═════ The data

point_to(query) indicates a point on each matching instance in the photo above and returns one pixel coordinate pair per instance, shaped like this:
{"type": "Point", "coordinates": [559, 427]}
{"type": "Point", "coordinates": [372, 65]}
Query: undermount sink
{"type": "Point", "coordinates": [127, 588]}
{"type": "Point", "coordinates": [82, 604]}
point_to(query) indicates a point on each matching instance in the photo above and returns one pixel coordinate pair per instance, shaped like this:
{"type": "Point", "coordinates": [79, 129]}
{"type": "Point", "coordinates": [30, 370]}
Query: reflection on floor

══════════

Task instructions => Without altering anything, print all of the data again.

Solution to this exercise =>
point_to(query) indicates a point on each matching instance in the photo above and returns one pixel coordinate pair per instance, shaped like this:
{"type": "Point", "coordinates": [559, 427]}
{"type": "Point", "coordinates": [372, 65]}
Query: undermount sink
{"type": "Point", "coordinates": [127, 588]}
{"type": "Point", "coordinates": [82, 604]}
point_to(query) indicates a point on each matching instance in the photo above and returns one pixel coordinate pair per instance, shaped like this:
{"type": "Point", "coordinates": [79, 129]}
{"type": "Point", "coordinates": [30, 370]}
Query: reflection on floor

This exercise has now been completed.